DATA FOR THIS TASK |
•••••
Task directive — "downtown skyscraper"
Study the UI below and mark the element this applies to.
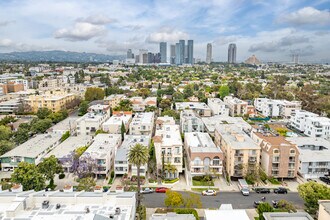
[187,40,194,65]
[159,42,167,63]
[206,43,212,64]
[228,44,236,63]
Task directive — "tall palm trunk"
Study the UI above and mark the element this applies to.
[136,165,141,208]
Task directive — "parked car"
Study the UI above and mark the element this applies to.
[155,187,169,193]
[254,188,270,193]
[320,176,330,185]
[202,189,217,196]
[241,188,250,196]
[253,201,263,208]
[274,187,288,194]
[140,188,154,194]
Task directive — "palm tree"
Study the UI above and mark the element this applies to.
[164,163,177,180]
[128,144,149,207]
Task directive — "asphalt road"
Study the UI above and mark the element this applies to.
[142,192,304,209]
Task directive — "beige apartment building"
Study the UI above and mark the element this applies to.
[24,90,76,112]
[251,132,299,178]
[214,124,260,178]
•••••
SET EXERCISE | Output the listing above as a numbered list, from its first line up to and including the line that contains "[128,144,149,207]". Omit blank lines and leave the pictures out.

FULL ANSWER |
1. Task directive — "downtown skyscraper"
2. Study the UI below and mark the element this applies to.
3. [187,40,194,65]
4. [159,42,167,63]
5. [206,43,212,64]
6. [228,44,236,63]
7. Task directive — "tall palm trunk"
8. Study the UI above and mark the element this applies to.
9. [136,165,141,208]
10. Task directive — "parked car"
11. Study the UI above and mark the element this applies to.
12. [155,187,169,193]
13. [254,188,270,193]
14. [320,176,330,185]
15. [202,189,217,196]
16. [241,188,250,196]
17. [253,201,263,208]
18. [274,187,288,194]
19. [140,188,154,194]
20. Task directive — "palm tree"
21. Study the UI above and mark the element this applies to.
22. [164,163,177,180]
23. [128,144,149,207]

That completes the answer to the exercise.